* **DOCUMENT SEGMENT**:
-.-.-

In all the World Series and League Championship series games ever played in which a team had a .650 or better slugging percentage the teams combined for a .38l batting average and slugged .709. They scored 276 runs, had 279 estimated runs produced, but 331 runs created. A 19% difference in the formulas.
The highest post-season slugging percentage in a single game was recorded by the Cubs in Game One of the '84 National League Playoff. They crashed five home runs out of the friendly confines of Wrigley Field and rolled up an .895 slugging percentage. They scored 13 times, had 13 estimated runs produced, but 17 runs created. This time the formulas differ by 30%.
At the highest levels of statistical performance runs created overestimates run scoring; it seems to be biased. Would that carry over from team statistics to an individual player's figures? It can't be directly proven, but here's a stab at demonstrating that it would.
A team of Babe Ruths would hit three home runs per game and could be expected to hit at least .300. I sifted through every World Series game looking for teams which had a game with those characteristics. I found 14. And their statistics tallied up to look remarkably like a Ruthian season 1929 to be exact.
|
AB |
H |
TB |
2B |
3B |
HR |
BB |
SB |
Avg. |
Slg. |
|
|
14 Series Games |
509 |
180 |
347 |
27 |
1 |
46 |
65 |
3 |
.354 |
.682 |
|
1929 Babe Ruth |
499 |
172 |
348 |
26 |
6 |
46 |
72 |
5 |
.345 |
.697 |
125 runs were scored in the Series games. There were 129 estimated runs produced and 148 runs created. Babe's 1929 estimated runs produced total was 131, his runs created, 149. Both formula figures were nearly identical for the Series games and for Ruth. The estimated runs produced formulas gave more realistic results for the World Series games, games which were a virtual mirror image of Ruth's 1929 stats. That doesn't prove that estimated runs produced gives more realistic results for Ruth. But it is highly suggestive.
So how do the formulas compare in rating some of today's top performances? Well, they both agree that Dwight Evans had the best total production in the American League in '84, 125 estimated runs produced, and 132 runs created. The formulas disagreed in the National League. The estimated runs produced formula gave the nod to Dale Murphy, 120 to 117 over Ryne Sandberg. Sandberg edged Murphy, 126 to 123 in runs created. Why the difference in the NL? Two major factors. The first is that the runs created formula puts more emphasis on being caught stealing and grounding into double plays than does the estimated runs produced formula. Murphy had 6 more of those plays than did Sandberg. The second factor is that Murphy had 20 intentional walks compared with only 3 for Sandberg, and the runs created formula puts a lesser value on intentional walks than on a normal base on balls. The estimated runs produced formula puts equal value on each.
Some will undoubtedly point to that last fact as a flaw in the estimated runs produced equation. Perhaps it is. But I'm not convinced of that. Though it's true that the intentional walk won't advance any base runners it does improve the chances of baserunners advancing on a subsequent walk. I saw the following happen at least three times this year: Runner on second. Batter intentionally passed. Next batter walks, advancing the baserunners one base each, or a total of two bases. So because of the intentional walk, the next walk that occurred advanced men two bases instead of advancing them no bases as would've happened had there been no intentional pass. It seems to tend to even out.

-.-.-

* **SUPPLIED DATA**:

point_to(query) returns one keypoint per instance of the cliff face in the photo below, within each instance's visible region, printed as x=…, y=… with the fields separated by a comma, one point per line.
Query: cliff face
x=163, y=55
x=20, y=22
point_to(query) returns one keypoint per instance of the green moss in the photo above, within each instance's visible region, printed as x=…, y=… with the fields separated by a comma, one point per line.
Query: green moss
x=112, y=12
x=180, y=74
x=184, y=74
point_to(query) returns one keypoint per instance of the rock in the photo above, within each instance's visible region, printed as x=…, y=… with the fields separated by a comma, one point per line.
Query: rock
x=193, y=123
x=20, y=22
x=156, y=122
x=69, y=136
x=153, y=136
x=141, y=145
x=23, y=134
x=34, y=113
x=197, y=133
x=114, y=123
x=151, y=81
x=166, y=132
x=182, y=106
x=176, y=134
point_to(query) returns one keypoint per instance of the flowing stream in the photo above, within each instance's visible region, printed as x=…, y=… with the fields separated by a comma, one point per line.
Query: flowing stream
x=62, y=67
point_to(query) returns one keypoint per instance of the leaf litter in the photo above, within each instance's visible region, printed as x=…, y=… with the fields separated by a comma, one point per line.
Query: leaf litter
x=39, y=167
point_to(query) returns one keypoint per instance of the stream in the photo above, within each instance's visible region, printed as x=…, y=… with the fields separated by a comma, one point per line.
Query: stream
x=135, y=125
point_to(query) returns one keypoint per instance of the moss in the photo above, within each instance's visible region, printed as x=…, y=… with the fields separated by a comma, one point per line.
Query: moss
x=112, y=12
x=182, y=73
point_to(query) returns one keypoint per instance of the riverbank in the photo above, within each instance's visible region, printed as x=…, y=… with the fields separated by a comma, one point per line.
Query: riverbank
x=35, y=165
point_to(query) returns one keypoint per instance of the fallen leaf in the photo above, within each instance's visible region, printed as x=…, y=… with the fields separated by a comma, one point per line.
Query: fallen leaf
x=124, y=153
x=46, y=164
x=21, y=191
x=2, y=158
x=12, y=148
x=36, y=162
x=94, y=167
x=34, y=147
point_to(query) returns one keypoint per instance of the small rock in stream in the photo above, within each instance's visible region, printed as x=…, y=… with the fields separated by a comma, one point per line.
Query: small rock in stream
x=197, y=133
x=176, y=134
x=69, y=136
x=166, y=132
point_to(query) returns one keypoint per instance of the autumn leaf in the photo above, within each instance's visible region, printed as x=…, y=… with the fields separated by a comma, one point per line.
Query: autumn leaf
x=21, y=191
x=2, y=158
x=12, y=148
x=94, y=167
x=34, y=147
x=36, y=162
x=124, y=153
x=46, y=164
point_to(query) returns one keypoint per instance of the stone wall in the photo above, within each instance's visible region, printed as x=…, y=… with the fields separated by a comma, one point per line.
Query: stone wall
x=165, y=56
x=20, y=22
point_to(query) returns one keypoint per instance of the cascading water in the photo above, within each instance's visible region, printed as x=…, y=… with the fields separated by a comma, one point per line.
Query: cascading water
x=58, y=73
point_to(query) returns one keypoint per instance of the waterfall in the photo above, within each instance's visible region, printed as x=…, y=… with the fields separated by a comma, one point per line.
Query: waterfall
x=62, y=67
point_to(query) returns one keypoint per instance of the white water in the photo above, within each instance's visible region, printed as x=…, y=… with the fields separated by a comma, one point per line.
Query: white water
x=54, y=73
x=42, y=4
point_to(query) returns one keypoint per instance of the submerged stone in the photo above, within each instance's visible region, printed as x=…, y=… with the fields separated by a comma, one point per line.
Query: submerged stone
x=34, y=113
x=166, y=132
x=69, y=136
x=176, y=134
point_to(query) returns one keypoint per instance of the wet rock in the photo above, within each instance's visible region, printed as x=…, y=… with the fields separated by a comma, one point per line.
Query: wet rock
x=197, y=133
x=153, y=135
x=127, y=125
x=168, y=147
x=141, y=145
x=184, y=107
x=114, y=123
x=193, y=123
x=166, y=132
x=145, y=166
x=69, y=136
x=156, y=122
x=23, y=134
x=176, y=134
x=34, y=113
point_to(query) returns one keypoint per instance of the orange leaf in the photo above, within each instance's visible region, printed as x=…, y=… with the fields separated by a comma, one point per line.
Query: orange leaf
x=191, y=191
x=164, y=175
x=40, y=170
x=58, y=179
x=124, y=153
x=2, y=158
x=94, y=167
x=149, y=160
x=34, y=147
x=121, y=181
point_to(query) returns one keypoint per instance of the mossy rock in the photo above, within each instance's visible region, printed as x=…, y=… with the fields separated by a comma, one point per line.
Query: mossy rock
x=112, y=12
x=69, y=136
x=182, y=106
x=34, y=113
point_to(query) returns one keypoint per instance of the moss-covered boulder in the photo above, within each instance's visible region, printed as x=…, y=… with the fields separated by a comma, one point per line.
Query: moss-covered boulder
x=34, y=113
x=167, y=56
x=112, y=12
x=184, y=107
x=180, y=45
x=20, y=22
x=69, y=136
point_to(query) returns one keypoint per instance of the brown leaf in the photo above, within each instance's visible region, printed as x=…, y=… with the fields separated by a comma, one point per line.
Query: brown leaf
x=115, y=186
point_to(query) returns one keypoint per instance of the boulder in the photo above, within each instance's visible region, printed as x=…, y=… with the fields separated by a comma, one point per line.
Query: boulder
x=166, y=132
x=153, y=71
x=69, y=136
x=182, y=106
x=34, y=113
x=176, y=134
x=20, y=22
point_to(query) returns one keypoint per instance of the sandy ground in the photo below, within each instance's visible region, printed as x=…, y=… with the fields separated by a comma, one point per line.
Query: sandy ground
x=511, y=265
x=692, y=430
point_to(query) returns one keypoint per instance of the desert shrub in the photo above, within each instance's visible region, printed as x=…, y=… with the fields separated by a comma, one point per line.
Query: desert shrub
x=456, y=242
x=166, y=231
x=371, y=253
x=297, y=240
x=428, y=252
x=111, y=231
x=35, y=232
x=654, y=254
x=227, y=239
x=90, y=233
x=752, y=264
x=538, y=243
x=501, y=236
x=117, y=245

-.-.-

* **TO BE DONE**:
[1] Answer these from the text on baseball run formulas:
(a) Which team recorded the highest post-season slugging percentage in a single game, and in which game?
(b) How many intentional walks did Dale Murphy have, and how many did Ryne Sandberg have?
(c) Which player did both formulas rate as having the best total production in the American League in '84?
[2] Write the next paragraph of the text on baseball run formulas.
The entries are separate from the text on baseball run formulas.

* **FINAL RESULTS**:
[1]
(a) The Cubs, in Game One of the '84 National League Playoff.
(b) Murphy had 20 intentional walks; Sandberg had 3.
(c) Dwight Evans.

[2]
But back to how the formulas rate the players. Again, the major differences in the ratings occur when a team or player combines a high on-base percentage with a high slugging average. And I should say a high net on-base percentage. What I mean by that is the chance of being on base minus the chance of being thrown off the bases by being caught stealing or of wiping someone else off the base paths by grounding into a double play. The net on-base percentage is, of course, essentially the first part of the runs created formula.
When rating a player such as Tony Armas, low net on base percentage, but high slugging percentage, the estimated runs produced formula gives a higher rating. 100 vs. 97 runs created. A player such as Eddie Murray, highest on base percentage in the AL and a high slugging percentage, fares much better using the runs created method, 130 vs. only 120 estimated runs produced. The estimated runs produced method rates Armas 20 runs behind Murray, 120 to 100. The runs created formula rates Armas 33 runs behind Murray, 130 to 97. That's a big difference. Just about a game and a half in the standings.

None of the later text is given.